=== Written task ===
From the farmers' market booth advice, extract the portion starting at "The second thing" and ending at "to browse privately.".

=== Supplied text ===
++++++++++++++++++++
1. Improve your curb appeal
Just like selling a house, a prospective customer forms an initial, and sometimes indelible, impression of you and your product by the appearance of your booth.

The first and perhaps most important thing you can do is have a well-lit booth. Boost your lighting (especially during the dark winter months) and you will attract the attention of far more customers.

The second thing you can do to boost your curb appeal is to always keep your booth well-stocked and meticulously organised.

2. Build rapport
Nothing is more important than making your customers feel welcome and appreciated. The initial encounter is the most important: when a customer approaches your booth, be standing, smile, and extend a friendly greeting, then let the customer dictate the level of contact. Some people like to be waited on hand-and-foot (they’ll let you know), whereas others prefer to browse privately.

After the customer has had a few seconds to look over your merchandise, pipe in with a short explanation: “By the way, these vegetables all come from our family garden.” Or “Our family makes these products from the yarn we spin from our sheep.” This engages the customer in the unique, quality nature of your products – available only in a farmers’ market setting.
++++++++++++++++++++
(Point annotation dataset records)
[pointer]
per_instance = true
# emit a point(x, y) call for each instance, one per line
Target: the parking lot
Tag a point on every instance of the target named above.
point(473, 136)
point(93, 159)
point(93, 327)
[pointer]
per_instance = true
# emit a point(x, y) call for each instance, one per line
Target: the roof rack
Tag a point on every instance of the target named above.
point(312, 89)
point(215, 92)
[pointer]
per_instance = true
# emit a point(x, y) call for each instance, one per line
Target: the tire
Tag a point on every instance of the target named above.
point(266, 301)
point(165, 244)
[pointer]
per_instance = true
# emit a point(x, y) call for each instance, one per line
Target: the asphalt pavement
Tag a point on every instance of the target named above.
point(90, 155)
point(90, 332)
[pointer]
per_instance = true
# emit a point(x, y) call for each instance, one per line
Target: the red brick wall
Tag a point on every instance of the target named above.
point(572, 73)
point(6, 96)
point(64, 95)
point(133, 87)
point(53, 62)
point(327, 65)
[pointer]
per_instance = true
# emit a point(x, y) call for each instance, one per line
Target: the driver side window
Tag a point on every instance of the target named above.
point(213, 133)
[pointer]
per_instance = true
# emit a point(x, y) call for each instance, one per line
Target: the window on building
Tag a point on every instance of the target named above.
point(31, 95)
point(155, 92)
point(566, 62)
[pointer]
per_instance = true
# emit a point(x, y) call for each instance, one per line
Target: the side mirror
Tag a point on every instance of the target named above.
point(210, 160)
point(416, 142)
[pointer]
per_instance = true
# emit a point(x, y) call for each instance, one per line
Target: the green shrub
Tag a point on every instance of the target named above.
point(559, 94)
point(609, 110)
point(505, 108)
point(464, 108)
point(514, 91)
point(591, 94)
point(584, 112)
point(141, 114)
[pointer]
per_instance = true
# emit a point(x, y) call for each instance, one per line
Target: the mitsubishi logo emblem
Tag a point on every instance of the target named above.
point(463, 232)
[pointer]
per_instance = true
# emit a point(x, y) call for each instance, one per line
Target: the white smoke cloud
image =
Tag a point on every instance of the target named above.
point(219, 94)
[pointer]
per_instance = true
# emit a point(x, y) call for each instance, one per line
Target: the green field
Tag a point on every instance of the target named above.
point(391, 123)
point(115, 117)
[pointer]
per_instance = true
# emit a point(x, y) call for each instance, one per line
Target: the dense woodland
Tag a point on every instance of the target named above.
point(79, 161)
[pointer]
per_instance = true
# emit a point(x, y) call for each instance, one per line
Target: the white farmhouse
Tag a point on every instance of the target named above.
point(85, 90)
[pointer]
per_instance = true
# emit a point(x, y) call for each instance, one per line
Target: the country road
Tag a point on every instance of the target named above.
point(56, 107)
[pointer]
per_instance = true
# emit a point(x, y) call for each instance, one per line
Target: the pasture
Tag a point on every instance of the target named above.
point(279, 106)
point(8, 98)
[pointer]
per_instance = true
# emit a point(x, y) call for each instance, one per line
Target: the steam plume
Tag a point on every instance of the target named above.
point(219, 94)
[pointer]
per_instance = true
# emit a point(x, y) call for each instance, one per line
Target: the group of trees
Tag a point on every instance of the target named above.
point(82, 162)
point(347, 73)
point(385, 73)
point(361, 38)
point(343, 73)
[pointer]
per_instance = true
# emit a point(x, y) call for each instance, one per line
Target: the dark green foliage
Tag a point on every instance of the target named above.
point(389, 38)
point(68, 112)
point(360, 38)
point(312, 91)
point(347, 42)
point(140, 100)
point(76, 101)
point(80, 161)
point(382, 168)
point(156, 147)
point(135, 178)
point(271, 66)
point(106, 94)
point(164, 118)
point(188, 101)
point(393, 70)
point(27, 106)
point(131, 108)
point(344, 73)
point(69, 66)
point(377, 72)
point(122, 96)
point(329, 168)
++++++++++++++++++++
=== Exercise solution ===
The second thing you can do to boost your curb appeal is to always keep your booth well-stocked and meticulously organised.

2. Build rapport
Nothing is more important than making your customers feel welcome and appreciated. The initial encounter is the most important: when a customer approaches your booth, be standing, smile, and extend a friendly greeting, then let the customer dictate the level of contact. Some people like to be waited on hand-and-foot (they’ll let you know), whereas others prefer to browse privately.